▶ Tasks to perform:
#1 Translate this sentence from the market commentary into Spanish: "Sluymer is very bullish and thinks the next move is higher and he might very well be right but I'd be careful here as these markets can move on a dime."
#2 Please repeat the market commentary word for word, starting at "When I joined" and ending at "assessments and decisions.".
#3 Write the next part of the market commentary, picking up after its final sentence.

As far as Claude Marchessault, I thank him for sending me his comment even if he probably regrets it now.

Below, CNBC's Jim Cramer said Tuesday morning that some of the stock gains in the market are "insane," with investors recently buying certain names from Tesla to Royal Caribbean seemingly without regard for fundamentals or the state of the coronavirus pandemic and holding onto them.

A lot of speculative names (AYRO, BLNK, NIO, SOLO, XPEV) got slammed hard today but it doesn't mean much as they're still up huge year-to-date.  

Second, Rob Sluymer, Fundstrat, on whether we're headed higher or lower from here. With CNBC's Melissa Lee and the Fast Money traders, Guy Adami, Tim Seymour, Dan Nathan and Brian Kelly.

Sluymer is very bullish and thinks the next move is higher and he might very well be right but I'd be careful here as these markets can move on a dime.

Listen to Morgan Stanley's Mike Wilson on why he thinks the S&P is running out of gas. With CNBC's Melissa Lee and the Fast Money traders, Guy Adami, Tim Seymour, Dan Nathan and Steve Grasso.

Update: Mihail Garchev, former VP and Head of Total Fund Management at BCI shared this with me after reading this comment:

When I joined BCI, many people pointed out that BCI’s Board is a lay board. When I presented for the first few times, I thought to myself, this Board is actually at par with the Board of PSP, to which I have been presenting for many years. The board members, past and present, have been excellent at fulfilling their duties and asking tough questions but also being fair in their assessments and decisions. 

Peter Milburn, the Chair of the Board, is one of the most exquisite and inquisitive minds I have encountered, and it has been a pleasure to be able to present, discuss and being challenged by him. 

I am glad you are including Dennis Blatchford’s comments as Dennis was a great board member and has described the joint pursuit of excellence by BCI’s Board and management very eloquently. And Dennis is also right about the talent as well. 

Another important point regarding governance is that BCI has a robust risk management department and oversight and is part of the regular board agenda. There are great professionals there, and it is led by Samir Ben-Tekaya, who built the department from the ground up, using the best of all other Canadian funds’ experiences.

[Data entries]
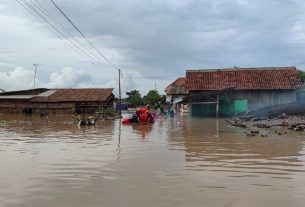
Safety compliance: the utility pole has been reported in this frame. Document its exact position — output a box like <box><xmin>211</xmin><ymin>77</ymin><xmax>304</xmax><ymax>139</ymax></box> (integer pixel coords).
<box><xmin>33</xmin><ymin>63</ymin><xmax>40</xmax><ymax>94</ymax></box>
<box><xmin>118</xmin><ymin>69</ymin><xmax>122</xmax><ymax>117</ymax></box>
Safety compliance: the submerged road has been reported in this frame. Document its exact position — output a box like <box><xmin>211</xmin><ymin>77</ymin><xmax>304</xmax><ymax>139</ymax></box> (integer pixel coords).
<box><xmin>0</xmin><ymin>115</ymin><xmax>305</xmax><ymax>207</ymax></box>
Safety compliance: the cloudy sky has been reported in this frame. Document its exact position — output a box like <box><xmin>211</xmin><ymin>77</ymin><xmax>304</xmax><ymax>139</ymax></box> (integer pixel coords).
<box><xmin>0</xmin><ymin>0</ymin><xmax>305</xmax><ymax>94</ymax></box>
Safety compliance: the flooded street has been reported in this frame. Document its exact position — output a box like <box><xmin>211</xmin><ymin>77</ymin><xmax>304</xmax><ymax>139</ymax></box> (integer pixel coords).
<box><xmin>0</xmin><ymin>116</ymin><xmax>305</xmax><ymax>207</ymax></box>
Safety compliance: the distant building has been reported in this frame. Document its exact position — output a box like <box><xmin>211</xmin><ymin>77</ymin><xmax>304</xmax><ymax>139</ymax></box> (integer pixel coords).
<box><xmin>0</xmin><ymin>88</ymin><xmax>114</xmax><ymax>114</ymax></box>
<box><xmin>165</xmin><ymin>77</ymin><xmax>189</xmax><ymax>112</ymax></box>
<box><xmin>185</xmin><ymin>67</ymin><xmax>303</xmax><ymax>116</ymax></box>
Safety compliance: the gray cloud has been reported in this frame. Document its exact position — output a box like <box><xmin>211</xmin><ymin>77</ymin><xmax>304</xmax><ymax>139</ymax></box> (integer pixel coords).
<box><xmin>0</xmin><ymin>0</ymin><xmax>305</xmax><ymax>92</ymax></box>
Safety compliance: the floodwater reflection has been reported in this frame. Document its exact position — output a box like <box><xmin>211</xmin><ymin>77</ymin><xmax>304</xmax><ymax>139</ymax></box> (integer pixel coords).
<box><xmin>0</xmin><ymin>115</ymin><xmax>305</xmax><ymax>207</ymax></box>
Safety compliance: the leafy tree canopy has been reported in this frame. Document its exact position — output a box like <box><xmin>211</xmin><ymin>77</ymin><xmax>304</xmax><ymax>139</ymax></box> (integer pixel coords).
<box><xmin>126</xmin><ymin>90</ymin><xmax>143</xmax><ymax>107</ymax></box>
<box><xmin>143</xmin><ymin>90</ymin><xmax>161</xmax><ymax>105</ymax></box>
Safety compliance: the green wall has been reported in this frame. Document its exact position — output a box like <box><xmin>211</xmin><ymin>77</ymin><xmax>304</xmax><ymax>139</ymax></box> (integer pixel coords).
<box><xmin>191</xmin><ymin>97</ymin><xmax>248</xmax><ymax>116</ymax></box>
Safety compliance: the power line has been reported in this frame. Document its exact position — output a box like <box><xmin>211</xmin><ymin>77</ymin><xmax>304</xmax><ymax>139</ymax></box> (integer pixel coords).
<box><xmin>16</xmin><ymin>0</ymin><xmax>113</xmax><ymax>75</ymax></box>
<box><xmin>16</xmin><ymin>0</ymin><xmax>94</xmax><ymax>63</ymax></box>
<box><xmin>30</xmin><ymin>0</ymin><xmax>115</xmax><ymax>71</ymax></box>
<box><xmin>50</xmin><ymin>0</ymin><xmax>120</xmax><ymax>70</ymax></box>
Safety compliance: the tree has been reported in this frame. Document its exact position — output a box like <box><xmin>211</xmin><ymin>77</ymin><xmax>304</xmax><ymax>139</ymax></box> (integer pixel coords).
<box><xmin>126</xmin><ymin>90</ymin><xmax>143</xmax><ymax>107</ymax></box>
<box><xmin>143</xmin><ymin>90</ymin><xmax>161</xmax><ymax>105</ymax></box>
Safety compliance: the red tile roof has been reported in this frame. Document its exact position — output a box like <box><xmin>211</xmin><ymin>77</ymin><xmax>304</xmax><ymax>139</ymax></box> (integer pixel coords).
<box><xmin>31</xmin><ymin>88</ymin><xmax>113</xmax><ymax>102</ymax></box>
<box><xmin>185</xmin><ymin>67</ymin><xmax>302</xmax><ymax>91</ymax></box>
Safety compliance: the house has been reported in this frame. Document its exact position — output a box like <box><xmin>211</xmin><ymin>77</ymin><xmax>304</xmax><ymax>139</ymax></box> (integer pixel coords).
<box><xmin>0</xmin><ymin>88</ymin><xmax>114</xmax><ymax>114</ymax></box>
<box><xmin>185</xmin><ymin>67</ymin><xmax>303</xmax><ymax>116</ymax></box>
<box><xmin>165</xmin><ymin>77</ymin><xmax>189</xmax><ymax>112</ymax></box>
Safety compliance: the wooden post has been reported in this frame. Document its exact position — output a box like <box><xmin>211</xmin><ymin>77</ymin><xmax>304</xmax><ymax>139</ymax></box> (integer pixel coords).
<box><xmin>216</xmin><ymin>94</ymin><xmax>219</xmax><ymax>119</ymax></box>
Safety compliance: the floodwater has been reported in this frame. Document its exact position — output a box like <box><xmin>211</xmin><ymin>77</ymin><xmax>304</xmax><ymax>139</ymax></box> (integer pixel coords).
<box><xmin>0</xmin><ymin>115</ymin><xmax>305</xmax><ymax>207</ymax></box>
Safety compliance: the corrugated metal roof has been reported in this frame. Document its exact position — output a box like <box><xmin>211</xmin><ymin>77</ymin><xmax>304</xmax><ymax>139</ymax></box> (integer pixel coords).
<box><xmin>0</xmin><ymin>95</ymin><xmax>35</xmax><ymax>99</ymax></box>
<box><xmin>31</xmin><ymin>88</ymin><xmax>113</xmax><ymax>102</ymax></box>
<box><xmin>37</xmin><ymin>90</ymin><xmax>57</xmax><ymax>97</ymax></box>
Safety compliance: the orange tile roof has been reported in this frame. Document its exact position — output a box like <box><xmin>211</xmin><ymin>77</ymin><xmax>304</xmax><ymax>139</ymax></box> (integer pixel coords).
<box><xmin>185</xmin><ymin>67</ymin><xmax>302</xmax><ymax>91</ymax></box>
<box><xmin>31</xmin><ymin>88</ymin><xmax>113</xmax><ymax>102</ymax></box>
<box><xmin>165</xmin><ymin>77</ymin><xmax>188</xmax><ymax>95</ymax></box>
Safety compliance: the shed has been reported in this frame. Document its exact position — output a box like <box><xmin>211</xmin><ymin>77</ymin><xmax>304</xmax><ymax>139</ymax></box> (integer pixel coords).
<box><xmin>185</xmin><ymin>67</ymin><xmax>303</xmax><ymax>116</ymax></box>
<box><xmin>0</xmin><ymin>88</ymin><xmax>114</xmax><ymax>114</ymax></box>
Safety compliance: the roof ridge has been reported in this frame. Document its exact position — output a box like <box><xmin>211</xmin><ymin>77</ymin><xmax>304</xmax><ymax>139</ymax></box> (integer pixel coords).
<box><xmin>186</xmin><ymin>66</ymin><xmax>297</xmax><ymax>73</ymax></box>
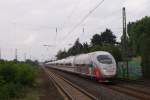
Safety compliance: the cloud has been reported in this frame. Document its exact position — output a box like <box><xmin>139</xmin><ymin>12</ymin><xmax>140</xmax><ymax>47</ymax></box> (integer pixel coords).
<box><xmin>0</xmin><ymin>0</ymin><xmax>150</xmax><ymax>60</ymax></box>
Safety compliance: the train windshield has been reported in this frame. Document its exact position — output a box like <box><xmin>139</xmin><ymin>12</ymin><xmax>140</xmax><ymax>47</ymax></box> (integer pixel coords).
<box><xmin>97</xmin><ymin>55</ymin><xmax>112</xmax><ymax>64</ymax></box>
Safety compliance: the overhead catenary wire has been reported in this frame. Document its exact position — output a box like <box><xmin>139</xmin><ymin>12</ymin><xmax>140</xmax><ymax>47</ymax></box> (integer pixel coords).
<box><xmin>63</xmin><ymin>0</ymin><xmax>104</xmax><ymax>40</ymax></box>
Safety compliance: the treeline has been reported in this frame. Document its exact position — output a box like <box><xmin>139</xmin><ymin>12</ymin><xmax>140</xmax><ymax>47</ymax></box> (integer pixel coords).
<box><xmin>56</xmin><ymin>16</ymin><xmax>150</xmax><ymax>78</ymax></box>
<box><xmin>56</xmin><ymin>29</ymin><xmax>122</xmax><ymax>61</ymax></box>
<box><xmin>0</xmin><ymin>60</ymin><xmax>37</xmax><ymax>100</ymax></box>
<box><xmin>128</xmin><ymin>16</ymin><xmax>150</xmax><ymax>78</ymax></box>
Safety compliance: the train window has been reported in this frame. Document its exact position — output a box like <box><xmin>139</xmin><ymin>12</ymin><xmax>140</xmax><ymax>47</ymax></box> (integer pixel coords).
<box><xmin>97</xmin><ymin>55</ymin><xmax>112</xmax><ymax>64</ymax></box>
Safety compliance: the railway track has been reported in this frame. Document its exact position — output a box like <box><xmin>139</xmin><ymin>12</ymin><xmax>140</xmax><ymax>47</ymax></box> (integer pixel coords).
<box><xmin>43</xmin><ymin>67</ymin><xmax>97</xmax><ymax>100</ymax></box>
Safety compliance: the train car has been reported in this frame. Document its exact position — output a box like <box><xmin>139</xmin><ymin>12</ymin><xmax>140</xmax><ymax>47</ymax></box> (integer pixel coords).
<box><xmin>48</xmin><ymin>51</ymin><xmax>116</xmax><ymax>81</ymax></box>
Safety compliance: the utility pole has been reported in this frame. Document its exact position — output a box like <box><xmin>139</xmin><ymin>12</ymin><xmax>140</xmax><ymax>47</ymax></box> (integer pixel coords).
<box><xmin>24</xmin><ymin>53</ymin><xmax>26</xmax><ymax>61</ymax></box>
<box><xmin>0</xmin><ymin>48</ymin><xmax>2</xmax><ymax>60</ymax></box>
<box><xmin>15</xmin><ymin>48</ymin><xmax>18</xmax><ymax>60</ymax></box>
<box><xmin>82</xmin><ymin>27</ymin><xmax>85</xmax><ymax>33</ymax></box>
<box><xmin>122</xmin><ymin>7</ymin><xmax>129</xmax><ymax>78</ymax></box>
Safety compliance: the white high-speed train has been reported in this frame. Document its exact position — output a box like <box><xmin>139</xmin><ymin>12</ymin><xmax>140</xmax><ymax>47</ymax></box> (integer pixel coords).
<box><xmin>46</xmin><ymin>51</ymin><xmax>116</xmax><ymax>81</ymax></box>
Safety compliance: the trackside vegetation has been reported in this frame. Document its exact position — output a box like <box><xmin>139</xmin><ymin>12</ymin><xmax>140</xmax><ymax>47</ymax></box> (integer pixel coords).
<box><xmin>0</xmin><ymin>60</ymin><xmax>37</xmax><ymax>100</ymax></box>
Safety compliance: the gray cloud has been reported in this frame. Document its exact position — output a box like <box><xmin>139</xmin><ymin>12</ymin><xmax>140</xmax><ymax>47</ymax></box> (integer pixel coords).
<box><xmin>0</xmin><ymin>0</ymin><xmax>150</xmax><ymax>60</ymax></box>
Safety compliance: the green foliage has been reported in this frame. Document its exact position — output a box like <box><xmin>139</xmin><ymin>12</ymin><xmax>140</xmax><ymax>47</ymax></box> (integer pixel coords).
<box><xmin>56</xmin><ymin>29</ymin><xmax>122</xmax><ymax>61</ymax></box>
<box><xmin>128</xmin><ymin>17</ymin><xmax>150</xmax><ymax>78</ymax></box>
<box><xmin>91</xmin><ymin>44</ymin><xmax>122</xmax><ymax>62</ymax></box>
<box><xmin>0</xmin><ymin>61</ymin><xmax>37</xmax><ymax>100</ymax></box>
<box><xmin>101</xmin><ymin>29</ymin><xmax>116</xmax><ymax>44</ymax></box>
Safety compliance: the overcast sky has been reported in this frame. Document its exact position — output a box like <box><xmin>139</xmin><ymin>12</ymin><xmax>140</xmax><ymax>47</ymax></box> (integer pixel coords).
<box><xmin>0</xmin><ymin>0</ymin><xmax>150</xmax><ymax>60</ymax></box>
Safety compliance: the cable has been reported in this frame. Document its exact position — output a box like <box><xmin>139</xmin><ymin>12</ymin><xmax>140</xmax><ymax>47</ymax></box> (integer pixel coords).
<box><xmin>61</xmin><ymin>0</ymin><xmax>104</xmax><ymax>41</ymax></box>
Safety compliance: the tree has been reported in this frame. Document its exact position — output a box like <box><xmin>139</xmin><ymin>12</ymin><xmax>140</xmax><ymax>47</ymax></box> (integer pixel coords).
<box><xmin>101</xmin><ymin>29</ymin><xmax>116</xmax><ymax>44</ymax></box>
<box><xmin>128</xmin><ymin>16</ymin><xmax>150</xmax><ymax>78</ymax></box>
<box><xmin>56</xmin><ymin>50</ymin><xmax>68</xmax><ymax>59</ymax></box>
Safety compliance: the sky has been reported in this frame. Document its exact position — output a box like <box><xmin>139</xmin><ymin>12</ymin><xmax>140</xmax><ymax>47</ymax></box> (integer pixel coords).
<box><xmin>0</xmin><ymin>0</ymin><xmax>150</xmax><ymax>61</ymax></box>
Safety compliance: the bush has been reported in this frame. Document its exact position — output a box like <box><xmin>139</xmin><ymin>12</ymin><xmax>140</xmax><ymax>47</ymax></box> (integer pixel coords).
<box><xmin>0</xmin><ymin>62</ymin><xmax>36</xmax><ymax>100</ymax></box>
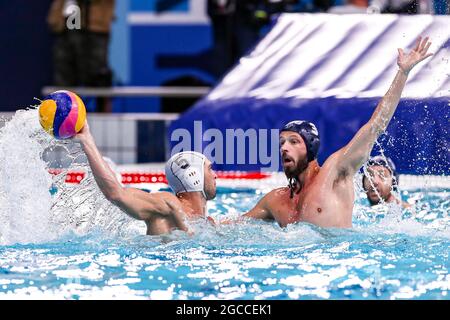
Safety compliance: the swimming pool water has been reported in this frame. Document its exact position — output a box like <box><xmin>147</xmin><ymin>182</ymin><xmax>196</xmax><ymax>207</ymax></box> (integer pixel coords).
<box><xmin>0</xmin><ymin>188</ymin><xmax>450</xmax><ymax>299</ymax></box>
<box><xmin>0</xmin><ymin>109</ymin><xmax>450</xmax><ymax>299</ymax></box>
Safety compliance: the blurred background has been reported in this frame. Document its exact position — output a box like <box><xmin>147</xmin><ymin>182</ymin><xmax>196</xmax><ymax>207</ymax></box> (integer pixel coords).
<box><xmin>0</xmin><ymin>0</ymin><xmax>450</xmax><ymax>174</ymax></box>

▶ Solved problems:
#1 Sluymer es muy optimista y cree que el próximo movimiento será al alza, y bien podría tener razón, pero yo sería cauteloso aquí, ya que estos mercados pueden cambiar de rumbo en un instante.

#2
When I joined BCI, many people pointed out that BCI’s Board is a lay board. When I presented for the first few times, I thought to myself, this Board is actually at par with the Board of PSP, to which I have been presenting for many years. The board members, past and present, have been excellent at fulfilling their duties and asking tough questions but also being fair in their assessments and decisions.

#3
While the Board may not approve deals, risk plays a significant role in the investment decisions and has a dedicated and well-working committee with strong support from the CEO. Because a number of very experienced people in the various departments come with their experiences from various other organizations, there is this “grassroot” risk culture where ideas, proposals and recommendations are discussed and challenged even before reaching any formal venue. It is a very organic process that improves the outcomes and gives a great example to younger professionals. 

A final point related to governance is that an essential part of the BCI’s process is the two-tier decision-making structure. This is related to the multi-client structure where there is also an additional approval process for certain decisions by the client investment committees and then final approvals by their boards. There is also regular risk reporting to the clients. I believe some of the clients have more recently hired investment experts as members of their boards.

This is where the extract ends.